## Work to complete
(a) In the Teradata article, what is the price per TB of the mid-range 2500 system?
(b) Reproduce the Teradata article word for word, from "Teradata puts feisty" up to and including "Netezza and DATAllegro.".
(c) Go on with the Teradata article, starting right after its final sentence.

## Document

Teradata puts feisty start-ups on notice with appliance charge
Grand kit refresh and free 12.0 tester
Teradata, the big daddy of data warehousing, has finally responded to the appliance challenge by rolling out a new family of systems that cater to customers with various budgets.
Rather than shipping a single, beefy system, Teradata will now sell a range of gear that starts with the 550 SMP (symmetric multiprocessing) on the low-end at $67,000 per TB. Next, customers will find the mid-range 2500 at $125,000 per TB and then the high-end 5550 at $200,000 per TB. The company looks for this hardware to offset the attack of data warehouse appliance makers such as Netezza and DATAllegro.
Along with the fresh hardware, Teradata has added another twist. Those tempted by the magic of the Teradata 12.0 database engine can now try out the software for free or pay $40,000 to run it on the Windows box of their choosing. Those interested in the Express Edition will find it here.

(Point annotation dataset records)
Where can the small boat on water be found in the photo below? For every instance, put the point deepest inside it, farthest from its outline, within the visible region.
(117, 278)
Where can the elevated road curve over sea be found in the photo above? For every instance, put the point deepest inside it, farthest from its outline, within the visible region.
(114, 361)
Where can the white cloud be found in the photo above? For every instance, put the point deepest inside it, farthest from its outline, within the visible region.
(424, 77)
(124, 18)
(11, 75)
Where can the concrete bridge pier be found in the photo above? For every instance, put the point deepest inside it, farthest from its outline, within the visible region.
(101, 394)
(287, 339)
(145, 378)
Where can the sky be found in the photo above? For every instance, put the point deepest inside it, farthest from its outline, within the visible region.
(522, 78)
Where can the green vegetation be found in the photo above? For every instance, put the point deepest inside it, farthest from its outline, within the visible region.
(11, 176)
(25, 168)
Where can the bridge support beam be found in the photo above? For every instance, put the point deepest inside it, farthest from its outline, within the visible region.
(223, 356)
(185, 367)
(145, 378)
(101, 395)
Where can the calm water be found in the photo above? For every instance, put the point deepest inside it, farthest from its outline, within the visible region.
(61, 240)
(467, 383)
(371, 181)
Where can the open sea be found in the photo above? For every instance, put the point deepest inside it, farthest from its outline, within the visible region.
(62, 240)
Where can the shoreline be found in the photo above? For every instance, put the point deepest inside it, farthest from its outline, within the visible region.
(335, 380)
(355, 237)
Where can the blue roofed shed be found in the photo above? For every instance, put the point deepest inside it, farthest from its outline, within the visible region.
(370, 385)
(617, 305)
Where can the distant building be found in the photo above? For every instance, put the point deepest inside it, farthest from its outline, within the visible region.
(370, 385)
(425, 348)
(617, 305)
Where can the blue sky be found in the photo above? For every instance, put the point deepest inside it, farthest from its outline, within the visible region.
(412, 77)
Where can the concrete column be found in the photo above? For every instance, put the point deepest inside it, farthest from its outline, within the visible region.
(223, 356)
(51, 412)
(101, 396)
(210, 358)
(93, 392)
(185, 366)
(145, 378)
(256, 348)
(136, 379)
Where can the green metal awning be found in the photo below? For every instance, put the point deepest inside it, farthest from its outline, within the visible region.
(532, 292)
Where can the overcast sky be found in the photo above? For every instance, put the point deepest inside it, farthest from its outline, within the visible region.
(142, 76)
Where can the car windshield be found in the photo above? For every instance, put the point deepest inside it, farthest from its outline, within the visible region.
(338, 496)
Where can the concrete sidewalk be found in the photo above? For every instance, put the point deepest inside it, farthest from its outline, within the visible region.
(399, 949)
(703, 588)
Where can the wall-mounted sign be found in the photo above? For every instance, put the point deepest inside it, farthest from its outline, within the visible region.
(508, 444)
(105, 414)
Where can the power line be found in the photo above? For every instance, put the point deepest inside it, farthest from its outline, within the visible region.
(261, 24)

## Task results
(a) $125,000 per TB

(b)
Teradata puts feisty start-ups on notice with appliance charge
Grand kit refresh and free 12.0 tester
Teradata, the big daddy of data warehousing, has finally responded to the appliance challenge by rolling out a new family of systems that cater to customers with various budgets.
Rather than shipping a single, beefy system, Teradata will now sell a range of gear that starts with the 550 SMP (symmetric multiprocessing) on the low-end at $67,000 per TB. Next, customers will find the mid-range 2500 at $125,000 per TB and then the high-end 5550 at $200,000 per TB. The company looks for this hardware to offset the attack of data warehouse appliance makers such as Netezza and DATAllegro.

(c)
To date, Teradata has mostly argued that basing the older 5500 system on "industry standard" Xeon chips kept it in a solid position with regard to price performance. But this new, more diverse gear seems to show that Teradata felt it needed to do a bit more to protect the middle parts of its business.
So, customers can now take the Teradata 12.0 database engine – the company's secret sauce – and slap it on the 550. This gives smaller customers a chance to get into data warehousing and larger players a test and development box.
The 550 runs on a pair of dual-core Xeon 5100 (2.66GHz) chips and supports Suse Enterprise Linux 9 (Wot? No 10?) and Windows Server 2003. The system also supports up to 8GB of memory, four 73GB SAS drives and six PCI slots. You're then meant to combine this server with some additional storage in a shared cabinet.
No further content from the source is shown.